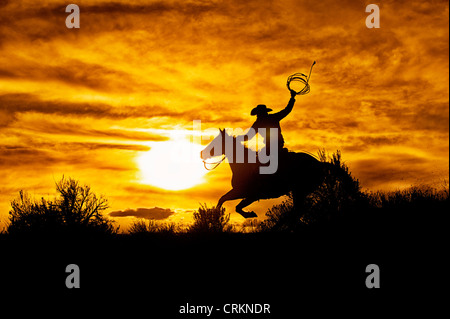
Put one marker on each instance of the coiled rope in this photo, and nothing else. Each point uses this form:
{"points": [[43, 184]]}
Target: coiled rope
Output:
{"points": [[300, 77]]}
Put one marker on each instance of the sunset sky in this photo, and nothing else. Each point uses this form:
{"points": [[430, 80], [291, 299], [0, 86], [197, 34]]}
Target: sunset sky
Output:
{"points": [[106, 103]]}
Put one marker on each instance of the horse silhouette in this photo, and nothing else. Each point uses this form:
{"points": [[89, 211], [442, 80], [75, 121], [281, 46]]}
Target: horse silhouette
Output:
{"points": [[299, 173]]}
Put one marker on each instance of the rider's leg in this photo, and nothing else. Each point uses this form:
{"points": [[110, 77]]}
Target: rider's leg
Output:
{"points": [[244, 203], [232, 194]]}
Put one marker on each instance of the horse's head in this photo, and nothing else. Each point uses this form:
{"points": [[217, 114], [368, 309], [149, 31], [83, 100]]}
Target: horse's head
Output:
{"points": [[216, 147]]}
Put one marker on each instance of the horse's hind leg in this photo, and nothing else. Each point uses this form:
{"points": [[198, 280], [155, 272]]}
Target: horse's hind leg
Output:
{"points": [[232, 194], [244, 203]]}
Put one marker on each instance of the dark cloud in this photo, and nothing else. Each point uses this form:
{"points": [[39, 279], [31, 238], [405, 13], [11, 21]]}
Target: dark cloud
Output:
{"points": [[147, 213], [78, 130]]}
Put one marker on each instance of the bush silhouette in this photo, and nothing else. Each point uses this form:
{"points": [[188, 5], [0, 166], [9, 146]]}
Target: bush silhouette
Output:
{"points": [[211, 220], [76, 210], [140, 227], [339, 196]]}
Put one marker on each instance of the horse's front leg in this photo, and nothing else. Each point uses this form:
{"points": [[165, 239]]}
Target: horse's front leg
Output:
{"points": [[244, 203], [232, 194]]}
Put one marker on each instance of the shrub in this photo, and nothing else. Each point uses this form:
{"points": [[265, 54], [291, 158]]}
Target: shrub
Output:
{"points": [[140, 227]]}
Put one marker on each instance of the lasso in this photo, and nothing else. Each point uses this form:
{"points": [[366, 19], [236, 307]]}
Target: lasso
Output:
{"points": [[300, 77]]}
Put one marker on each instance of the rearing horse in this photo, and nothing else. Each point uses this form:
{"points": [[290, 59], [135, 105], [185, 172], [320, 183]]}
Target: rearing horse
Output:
{"points": [[300, 173]]}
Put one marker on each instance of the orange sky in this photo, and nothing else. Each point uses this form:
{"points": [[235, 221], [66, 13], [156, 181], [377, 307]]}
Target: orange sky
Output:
{"points": [[89, 102]]}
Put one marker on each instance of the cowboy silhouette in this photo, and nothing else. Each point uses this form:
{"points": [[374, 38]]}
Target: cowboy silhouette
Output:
{"points": [[264, 122]]}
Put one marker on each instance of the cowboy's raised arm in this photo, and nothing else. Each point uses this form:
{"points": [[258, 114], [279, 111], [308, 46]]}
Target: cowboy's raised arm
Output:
{"points": [[283, 113], [251, 132]]}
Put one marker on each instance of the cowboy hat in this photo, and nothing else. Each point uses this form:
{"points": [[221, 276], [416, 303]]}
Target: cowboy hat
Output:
{"points": [[261, 108]]}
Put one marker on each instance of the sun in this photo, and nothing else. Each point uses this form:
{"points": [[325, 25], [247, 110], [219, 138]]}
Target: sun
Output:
{"points": [[172, 165]]}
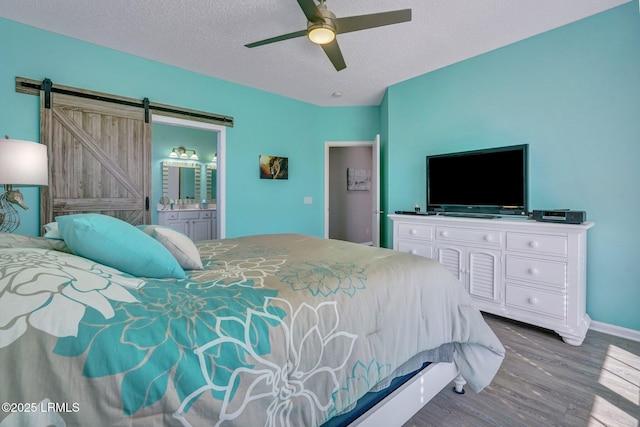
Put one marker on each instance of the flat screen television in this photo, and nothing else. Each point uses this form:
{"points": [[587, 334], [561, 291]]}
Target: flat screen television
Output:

## Exercise objective
Pull every line containing the word "television" out of the material.

## Finished task
Put one marker on each instance of the flat screen television in this photo, and nothing else. Each point uses this form:
Target: flat screen television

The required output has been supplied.